◆ WHAT YOU SHOULD DO
Convert the items below into a two-column CSV with the headers item_text and answer, one row per item. Put each item's full text and its answer in single quoted fields, with line breaks replaced by spaces.
----
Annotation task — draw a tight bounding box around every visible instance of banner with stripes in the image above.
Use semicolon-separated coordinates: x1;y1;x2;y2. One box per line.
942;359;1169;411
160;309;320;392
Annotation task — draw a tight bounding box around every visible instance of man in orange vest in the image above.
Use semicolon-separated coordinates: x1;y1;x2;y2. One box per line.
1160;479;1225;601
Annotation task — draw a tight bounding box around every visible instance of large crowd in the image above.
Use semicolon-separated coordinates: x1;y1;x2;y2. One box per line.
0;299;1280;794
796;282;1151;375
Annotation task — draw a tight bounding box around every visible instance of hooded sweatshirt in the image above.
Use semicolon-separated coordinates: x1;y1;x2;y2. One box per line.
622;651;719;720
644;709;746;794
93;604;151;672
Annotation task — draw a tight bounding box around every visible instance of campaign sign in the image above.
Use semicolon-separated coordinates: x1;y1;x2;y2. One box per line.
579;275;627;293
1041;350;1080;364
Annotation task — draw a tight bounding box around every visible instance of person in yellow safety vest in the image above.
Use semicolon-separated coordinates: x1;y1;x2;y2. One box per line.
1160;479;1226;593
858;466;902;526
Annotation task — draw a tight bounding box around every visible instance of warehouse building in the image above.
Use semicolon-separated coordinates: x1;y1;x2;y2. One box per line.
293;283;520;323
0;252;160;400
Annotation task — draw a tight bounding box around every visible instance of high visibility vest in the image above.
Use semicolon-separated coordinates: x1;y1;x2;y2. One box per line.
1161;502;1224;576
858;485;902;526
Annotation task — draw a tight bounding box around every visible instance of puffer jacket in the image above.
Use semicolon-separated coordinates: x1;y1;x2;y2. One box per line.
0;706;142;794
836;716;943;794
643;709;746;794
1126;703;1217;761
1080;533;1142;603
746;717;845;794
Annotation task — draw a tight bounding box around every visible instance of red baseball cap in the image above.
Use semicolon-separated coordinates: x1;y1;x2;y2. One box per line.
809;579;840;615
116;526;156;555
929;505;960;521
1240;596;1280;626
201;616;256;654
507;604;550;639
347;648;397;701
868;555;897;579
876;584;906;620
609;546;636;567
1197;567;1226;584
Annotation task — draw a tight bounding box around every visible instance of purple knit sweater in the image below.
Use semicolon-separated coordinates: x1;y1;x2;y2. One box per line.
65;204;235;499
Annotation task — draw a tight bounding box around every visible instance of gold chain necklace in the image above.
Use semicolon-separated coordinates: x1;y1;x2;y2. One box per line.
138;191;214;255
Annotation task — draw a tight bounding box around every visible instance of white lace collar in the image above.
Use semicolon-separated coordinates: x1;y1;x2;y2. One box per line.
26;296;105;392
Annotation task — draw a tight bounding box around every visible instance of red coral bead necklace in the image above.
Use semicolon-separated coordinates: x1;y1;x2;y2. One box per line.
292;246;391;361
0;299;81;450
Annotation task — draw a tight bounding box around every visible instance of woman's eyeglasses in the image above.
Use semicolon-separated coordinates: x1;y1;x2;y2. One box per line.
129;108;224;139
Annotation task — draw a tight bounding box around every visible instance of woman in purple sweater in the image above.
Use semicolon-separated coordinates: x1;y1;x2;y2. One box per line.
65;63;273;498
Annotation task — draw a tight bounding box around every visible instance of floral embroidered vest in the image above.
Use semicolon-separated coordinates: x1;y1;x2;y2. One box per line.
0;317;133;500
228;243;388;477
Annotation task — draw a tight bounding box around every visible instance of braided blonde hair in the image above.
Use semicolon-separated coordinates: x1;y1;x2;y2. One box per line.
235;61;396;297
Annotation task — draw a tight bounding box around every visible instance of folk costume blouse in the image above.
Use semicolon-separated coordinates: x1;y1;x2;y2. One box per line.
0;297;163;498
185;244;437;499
----
◆ TASK RESPONSE
item_text,answer
"Annotation task — draw a tight bounding box around every visible instance of banner with stripes in the image above. Use semicolon-separated coordinates: x1;y1;x2;y2. One box per line.","942;359;1169;411 160;309;320;392"
"Annotation task — draw a tight bounding box around every visible instance of man in orange vest in the image above. Use semicolon-separated coordinates: x1;y1;x2;y2. One box per line.","1160;479;1225;601"
"Annotation task — draw a tight bounding box around every visible instance of large crowd in the image above. Use semicolon-separated coordinates: x1;y1;x2;y2. One box per line.","0;299;1280;794 796;282;1151;375"
"Annotation task — draw a tight bounding box around every visible instance of hooded sweatshirt in the image above. Use semicolon-separated coordinates: x1;y1;x2;y2. One box per line.","622;651;719;720 644;709;746;794 93;604;151;672"
"Annotation task — draw a tight bounding box around every visible instance of campaign sign in the image above. Use semicolon-separated coordinates: x1;y1;x2;y2. One box per line.","579;275;627;293 1041;350;1080;364"
"Annotation task — draw a tight bounding box around every visible instance of person in yellow safety vest in the image above. Use semicolon-separated coordinates: x1;y1;x2;y2. One box per line.","1160;479;1226;593 858;466;902;526"
"Annotation task — draw a tight bounding box around every visible instance of warehouse building in the image above. Use semicolon-separated coordinates: x1;y1;x2;y2. One box per line.","293;283;520;323 0;252;160;400"
"Annotation task — draw a tight bounding box around every visible instance of high visibility vest in the image above. Use semicolon-separated coordinates: x1;y1;x2;y2. One box per line.","1161;502;1224;576 858;485;902;526"
"Annotation task — draw a tight bounding box around every visible instance of puffer jacket in the image above. Use semicolon-separated coordinates: x1;y1;x2;y2. One box per line.","0;706;142;794 836;716;943;794 643;709;746;794 1126;703;1217;761 1080;533;1142;603 746;717;845;794"
"Annotation task — draw a tight bounding box around every visible instance of red baseball cap in the image above. Use semicolon-separated coordinates: x1;y1;x2;y2. One box per line.","809;579;840;615 116;526;156;555 929;505;960;521 1240;596;1280;626 201;616;256;654 507;604;550;639 347;648;397;701 868;555;897;579 876;584;906;620 609;546;636;567 1197;567;1226;584"
"Annotation task — draw a tight bounding box around every visible instance of purple knit sweater in the image below. Use semicolon-separated coordinates: x1;y1;x2;y2. One box per line.","65;204;235;499"
"Annotation task — draw a tight bounding box around every visible instance of gold chain necklace in the image above. Use semicolon-separated coordinates: x1;y1;x2;y2. One box per line.","138;191;214;255"
"Annotation task — draw a tight bounding box around every visible instance of white lace collar in the image above. Use semicolon-separated coordinates: x1;y1;x2;y2. One box per line.","26;296;105;392"
"Annotation task — draw a tight bounding box around every visible instance of red coral bead necklace in the image above. Use semicolon-separated coordinates: x1;y1;x2;y2. One box per line.","292;246;391;361 0;299;81;450"
"Annotation task — draw a tight bounding box around every visible instance of woman's eyeglasses in the image above. Use semicolon-separated coordinates: x1;y1;x2;y2. One box per line.","129;108;224;139"
"Annotation task — draw a tight bounding box around every visible instance of woman in purple sweater in the image above. Use semicolon-separated coordinates: x1;y1;x2;y2. One box per line.","65;63;273;498"
"Annotation task — draw a tight bounding box around every visible instance of floral embroidered vest in the image above. Use semicolon-separated coordinates: x1;y1;x2;y2. One box per line.","0;317;133;500 228;243;388;477"
"Annotation task — draw a tight bounding box around every visible instance of braided blonde hair in the image above. Use semicolon-separated coordinates: x1;y1;x2;y2. One box per line.","235;61;396;297"
"Annotation task — draw a tight bounding box around every visible instance of folk costume blouse in the image above. Use semicolon-separated coordinates: x1;y1;x2;y2. One box per line.","0;297;163;498 185;244;437;499"